# EXERCISE AIM
Find the line containing "target | white sneaker". Reproduce it and every line after it up to the end of the records, exactly as written.

(Entries from a pointing dataset)
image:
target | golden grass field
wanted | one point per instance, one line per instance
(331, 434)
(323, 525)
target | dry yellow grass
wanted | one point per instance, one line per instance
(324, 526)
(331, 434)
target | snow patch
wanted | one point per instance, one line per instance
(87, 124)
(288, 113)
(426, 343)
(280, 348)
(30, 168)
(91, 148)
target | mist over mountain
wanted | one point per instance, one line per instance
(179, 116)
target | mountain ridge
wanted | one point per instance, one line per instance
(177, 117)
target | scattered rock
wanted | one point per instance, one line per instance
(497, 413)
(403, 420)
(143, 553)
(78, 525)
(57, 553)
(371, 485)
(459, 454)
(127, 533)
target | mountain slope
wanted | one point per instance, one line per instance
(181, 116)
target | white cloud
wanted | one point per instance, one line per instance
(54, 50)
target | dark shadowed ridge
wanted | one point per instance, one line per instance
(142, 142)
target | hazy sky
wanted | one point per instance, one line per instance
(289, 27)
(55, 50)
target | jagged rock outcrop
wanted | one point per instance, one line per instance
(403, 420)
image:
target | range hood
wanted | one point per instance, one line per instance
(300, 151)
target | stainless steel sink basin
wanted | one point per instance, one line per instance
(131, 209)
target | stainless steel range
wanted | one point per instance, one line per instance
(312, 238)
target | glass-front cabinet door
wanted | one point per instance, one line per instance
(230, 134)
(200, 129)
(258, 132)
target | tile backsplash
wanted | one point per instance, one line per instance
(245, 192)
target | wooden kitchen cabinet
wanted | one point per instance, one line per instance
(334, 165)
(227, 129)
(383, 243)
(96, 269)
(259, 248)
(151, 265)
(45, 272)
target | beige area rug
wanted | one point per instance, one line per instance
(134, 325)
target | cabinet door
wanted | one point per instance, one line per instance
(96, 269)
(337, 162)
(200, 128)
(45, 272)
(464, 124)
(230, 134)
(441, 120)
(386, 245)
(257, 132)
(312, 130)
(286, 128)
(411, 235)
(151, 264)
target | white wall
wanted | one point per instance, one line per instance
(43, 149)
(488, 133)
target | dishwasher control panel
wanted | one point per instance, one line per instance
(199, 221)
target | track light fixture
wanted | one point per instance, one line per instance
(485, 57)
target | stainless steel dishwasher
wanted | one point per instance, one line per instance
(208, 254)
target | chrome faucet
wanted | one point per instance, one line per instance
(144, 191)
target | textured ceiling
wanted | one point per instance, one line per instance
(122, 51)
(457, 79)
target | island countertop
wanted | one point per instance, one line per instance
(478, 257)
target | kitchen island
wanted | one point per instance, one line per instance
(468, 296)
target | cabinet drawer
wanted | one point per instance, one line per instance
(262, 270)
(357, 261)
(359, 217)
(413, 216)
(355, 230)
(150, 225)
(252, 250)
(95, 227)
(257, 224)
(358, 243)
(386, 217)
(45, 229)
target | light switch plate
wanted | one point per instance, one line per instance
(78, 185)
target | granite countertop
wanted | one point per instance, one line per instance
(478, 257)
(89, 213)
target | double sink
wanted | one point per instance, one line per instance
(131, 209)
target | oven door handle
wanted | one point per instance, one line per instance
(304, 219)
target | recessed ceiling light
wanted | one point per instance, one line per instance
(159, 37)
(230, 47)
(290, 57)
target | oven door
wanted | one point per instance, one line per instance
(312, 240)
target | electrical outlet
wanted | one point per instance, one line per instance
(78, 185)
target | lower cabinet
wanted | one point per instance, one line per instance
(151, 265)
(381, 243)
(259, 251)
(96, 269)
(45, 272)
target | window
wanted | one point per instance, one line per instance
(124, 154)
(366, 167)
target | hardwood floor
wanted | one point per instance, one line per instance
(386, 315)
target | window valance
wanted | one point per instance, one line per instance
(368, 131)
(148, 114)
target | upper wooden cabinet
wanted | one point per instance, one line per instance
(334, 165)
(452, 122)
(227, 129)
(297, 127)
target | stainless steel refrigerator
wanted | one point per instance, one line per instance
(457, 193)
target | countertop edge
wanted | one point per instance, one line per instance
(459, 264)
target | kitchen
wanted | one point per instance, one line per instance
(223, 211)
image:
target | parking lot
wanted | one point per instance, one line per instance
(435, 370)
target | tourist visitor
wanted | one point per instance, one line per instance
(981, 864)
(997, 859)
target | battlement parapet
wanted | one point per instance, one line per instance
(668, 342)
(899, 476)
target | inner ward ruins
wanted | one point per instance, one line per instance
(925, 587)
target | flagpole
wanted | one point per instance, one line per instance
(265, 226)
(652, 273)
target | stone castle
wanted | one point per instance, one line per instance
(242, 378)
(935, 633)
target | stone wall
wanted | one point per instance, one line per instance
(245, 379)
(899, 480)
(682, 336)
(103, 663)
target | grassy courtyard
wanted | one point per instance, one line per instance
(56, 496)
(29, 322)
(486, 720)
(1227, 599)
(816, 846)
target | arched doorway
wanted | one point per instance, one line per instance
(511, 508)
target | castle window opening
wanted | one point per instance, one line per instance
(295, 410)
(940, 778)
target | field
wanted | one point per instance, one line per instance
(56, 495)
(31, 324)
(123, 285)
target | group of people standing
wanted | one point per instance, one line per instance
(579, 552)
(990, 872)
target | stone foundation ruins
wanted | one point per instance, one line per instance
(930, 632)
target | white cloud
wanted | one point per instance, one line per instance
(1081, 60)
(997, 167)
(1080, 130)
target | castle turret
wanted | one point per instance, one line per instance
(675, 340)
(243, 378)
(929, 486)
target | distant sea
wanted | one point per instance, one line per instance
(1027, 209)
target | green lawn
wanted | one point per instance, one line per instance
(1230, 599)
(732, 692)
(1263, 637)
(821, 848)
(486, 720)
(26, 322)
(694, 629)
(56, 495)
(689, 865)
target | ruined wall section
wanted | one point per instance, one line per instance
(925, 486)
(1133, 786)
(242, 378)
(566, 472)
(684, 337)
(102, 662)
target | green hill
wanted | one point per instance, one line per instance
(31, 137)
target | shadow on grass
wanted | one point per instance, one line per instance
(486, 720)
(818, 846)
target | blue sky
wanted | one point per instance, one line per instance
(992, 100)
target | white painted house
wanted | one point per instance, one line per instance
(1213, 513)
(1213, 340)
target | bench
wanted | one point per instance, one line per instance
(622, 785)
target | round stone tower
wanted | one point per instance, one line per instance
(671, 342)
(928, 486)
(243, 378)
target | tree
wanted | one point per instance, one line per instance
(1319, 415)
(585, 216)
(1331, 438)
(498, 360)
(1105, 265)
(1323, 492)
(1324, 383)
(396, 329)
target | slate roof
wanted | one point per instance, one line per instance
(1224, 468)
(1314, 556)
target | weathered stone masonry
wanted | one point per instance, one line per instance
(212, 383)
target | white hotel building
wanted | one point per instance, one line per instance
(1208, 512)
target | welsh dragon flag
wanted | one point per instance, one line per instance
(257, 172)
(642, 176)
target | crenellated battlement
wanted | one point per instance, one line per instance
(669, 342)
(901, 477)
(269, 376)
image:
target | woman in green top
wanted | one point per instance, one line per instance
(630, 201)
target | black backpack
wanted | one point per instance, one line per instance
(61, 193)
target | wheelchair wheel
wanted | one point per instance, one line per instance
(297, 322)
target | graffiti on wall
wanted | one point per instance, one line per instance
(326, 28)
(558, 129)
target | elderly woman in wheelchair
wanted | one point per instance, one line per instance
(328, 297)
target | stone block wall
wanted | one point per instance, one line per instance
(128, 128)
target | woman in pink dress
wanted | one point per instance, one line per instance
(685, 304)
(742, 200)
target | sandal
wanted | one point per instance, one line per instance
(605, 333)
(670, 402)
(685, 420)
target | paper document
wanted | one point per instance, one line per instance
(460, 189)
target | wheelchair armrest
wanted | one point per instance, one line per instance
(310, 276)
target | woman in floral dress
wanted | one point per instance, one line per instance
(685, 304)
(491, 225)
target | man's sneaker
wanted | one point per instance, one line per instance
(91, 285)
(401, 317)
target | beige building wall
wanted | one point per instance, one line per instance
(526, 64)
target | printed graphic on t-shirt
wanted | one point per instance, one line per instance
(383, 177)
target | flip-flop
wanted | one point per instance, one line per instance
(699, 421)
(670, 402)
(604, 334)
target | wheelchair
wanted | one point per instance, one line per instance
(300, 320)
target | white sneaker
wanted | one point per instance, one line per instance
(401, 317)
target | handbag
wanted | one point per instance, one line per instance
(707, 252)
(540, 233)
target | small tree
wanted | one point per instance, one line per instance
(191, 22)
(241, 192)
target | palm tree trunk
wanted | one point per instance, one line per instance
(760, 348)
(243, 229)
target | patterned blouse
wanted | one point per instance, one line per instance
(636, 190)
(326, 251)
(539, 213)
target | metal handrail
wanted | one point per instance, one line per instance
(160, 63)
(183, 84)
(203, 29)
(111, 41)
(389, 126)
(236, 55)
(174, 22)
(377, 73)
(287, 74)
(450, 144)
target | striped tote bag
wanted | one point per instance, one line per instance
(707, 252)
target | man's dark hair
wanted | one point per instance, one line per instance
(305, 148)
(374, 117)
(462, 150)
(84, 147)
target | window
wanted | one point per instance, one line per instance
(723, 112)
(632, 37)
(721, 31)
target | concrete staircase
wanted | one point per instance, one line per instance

# TASK RESPONSE
target | white sneaker
wanted | one point per instance, one line per instance
(401, 317)
target | handbag
wanted | one point per instance, one line per instance
(707, 252)
(540, 233)
target | small tree
wanted | one point per instance, one line per instance
(191, 22)
(241, 192)
target | palm tree trunk
wanted | one point per instance, one line per instance
(760, 348)
(243, 229)
target | patterned blouse
wanted | one point per instance, one line per instance
(636, 190)
(326, 251)
(539, 213)
target | metal handrail
wanted | one point per instance, one line per instance
(160, 63)
(183, 84)
(203, 29)
(111, 41)
(389, 126)
(236, 55)
(174, 22)
(377, 73)
(287, 74)
(450, 144)
target | striped tote bag
wanted | one point per instance, one line per instance
(707, 252)
target | man's dark hair
wanted | one point per instance, one line per instance
(305, 148)
(374, 117)
(462, 150)
(84, 147)
target | window
wanted | one point per instance, one line per instance
(723, 112)
(632, 37)
(721, 31)
target | concrete staircase
wanted | one point per instance, one line per instance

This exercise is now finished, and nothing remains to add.